Disability discrimination occurs when an employer treats a qualified individual less favorably than other employees or applicants because he or she has a disability. The Americans with Disabilities Act (ADA) is the federal law that protects disabled individuals from workplace discrimination and prohibits discrimination in all aspects of employment including hiring, firing, pay job assignments, promotions, layoff, training, and benefits.
The ADA also protects disabled individuals from harassment on the job. Harassment can include offensive remarks about a person’s disability, where the harassment is so frequent or severe that it creates a hostile or offensive work environment or when it results in an adverse employment decision such as demotion or termination.
A person is considered “disabled” if they can show they have a physical or mental condition that substantially limits a major life activity (such as walking, talking, hearing, seeing); they have a history of disability (such as cancer that is in remission); or they are subject to an adverse employment action and the employer believes them to have a physical or mental impairment that is less than 6 months in duration and is deemed minor.
An employer is required to provide reasonable accommodations to disabled individuals unless the accommodation would cause the employer significant difficulty or expense. A reasonable accommodation means changing the work environment to help the disabled person perform their job duties. Examples include making the workspace accessible for wheelchair use, providing a modified work schedule, or providing a reader or interpreter to someone who is blind or hearing impaired.
+--
### [Work to complete]
Write out the part of the disability discrimination text from "An employer is" to "or hearing impaired." word for word. You can ignore the data that comes after this text.
+--
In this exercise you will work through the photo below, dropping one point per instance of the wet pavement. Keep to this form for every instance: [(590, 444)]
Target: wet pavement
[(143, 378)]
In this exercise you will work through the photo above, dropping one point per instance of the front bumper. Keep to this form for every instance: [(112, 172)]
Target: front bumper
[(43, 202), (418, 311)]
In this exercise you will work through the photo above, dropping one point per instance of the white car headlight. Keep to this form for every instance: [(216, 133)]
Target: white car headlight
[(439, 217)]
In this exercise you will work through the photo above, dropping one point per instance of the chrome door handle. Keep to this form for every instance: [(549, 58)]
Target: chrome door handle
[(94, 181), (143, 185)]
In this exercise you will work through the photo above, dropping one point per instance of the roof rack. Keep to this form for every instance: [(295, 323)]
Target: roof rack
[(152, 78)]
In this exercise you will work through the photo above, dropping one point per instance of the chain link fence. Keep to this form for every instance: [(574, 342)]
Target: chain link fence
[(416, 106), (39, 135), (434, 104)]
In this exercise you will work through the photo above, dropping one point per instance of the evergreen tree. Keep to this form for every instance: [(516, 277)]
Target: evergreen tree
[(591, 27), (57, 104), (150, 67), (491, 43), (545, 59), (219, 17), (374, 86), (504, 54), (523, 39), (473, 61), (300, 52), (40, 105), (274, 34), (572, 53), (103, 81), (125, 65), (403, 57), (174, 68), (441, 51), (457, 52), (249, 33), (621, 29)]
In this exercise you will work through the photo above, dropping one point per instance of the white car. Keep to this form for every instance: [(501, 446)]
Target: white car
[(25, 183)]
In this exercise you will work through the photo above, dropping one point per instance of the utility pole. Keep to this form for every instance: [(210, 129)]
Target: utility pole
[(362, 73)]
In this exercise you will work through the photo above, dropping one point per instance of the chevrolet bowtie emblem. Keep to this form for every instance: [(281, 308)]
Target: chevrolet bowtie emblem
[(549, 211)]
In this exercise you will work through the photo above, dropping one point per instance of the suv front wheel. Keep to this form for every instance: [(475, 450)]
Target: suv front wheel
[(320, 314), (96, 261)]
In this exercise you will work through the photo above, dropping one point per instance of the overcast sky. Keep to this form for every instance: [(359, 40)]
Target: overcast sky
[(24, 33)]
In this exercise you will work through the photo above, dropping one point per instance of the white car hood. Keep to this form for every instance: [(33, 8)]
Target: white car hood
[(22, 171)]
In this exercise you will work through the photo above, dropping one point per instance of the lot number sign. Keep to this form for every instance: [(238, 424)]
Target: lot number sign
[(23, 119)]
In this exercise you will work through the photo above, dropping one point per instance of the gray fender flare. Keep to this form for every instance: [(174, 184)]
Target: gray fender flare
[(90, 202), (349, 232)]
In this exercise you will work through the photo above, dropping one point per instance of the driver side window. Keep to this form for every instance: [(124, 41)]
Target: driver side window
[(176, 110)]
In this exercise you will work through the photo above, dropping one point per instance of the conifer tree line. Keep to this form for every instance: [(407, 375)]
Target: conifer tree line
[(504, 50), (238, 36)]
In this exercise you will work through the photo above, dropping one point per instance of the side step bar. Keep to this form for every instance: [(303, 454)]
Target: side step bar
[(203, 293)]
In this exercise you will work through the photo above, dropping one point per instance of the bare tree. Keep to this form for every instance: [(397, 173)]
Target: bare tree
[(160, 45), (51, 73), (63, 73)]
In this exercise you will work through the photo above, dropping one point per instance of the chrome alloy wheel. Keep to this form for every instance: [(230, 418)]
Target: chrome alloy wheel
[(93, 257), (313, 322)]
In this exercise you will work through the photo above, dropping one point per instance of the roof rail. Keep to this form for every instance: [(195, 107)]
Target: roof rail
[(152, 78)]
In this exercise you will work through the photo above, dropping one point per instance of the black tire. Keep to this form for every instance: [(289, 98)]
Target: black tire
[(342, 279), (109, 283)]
+--
### [Answer for the task]
An employer is required to provide reasonable accommodations to disabled individuals unless the accommodation would cause the employer significant difficulty or expense. A reasonable accommodation means changing the work environment to help the disabled person perform their job duties. Examples include making the workspace accessible for wheelchair use, providing a modified work schedule, or providing a reader or interpreter to someone who is blind or hearing impaired.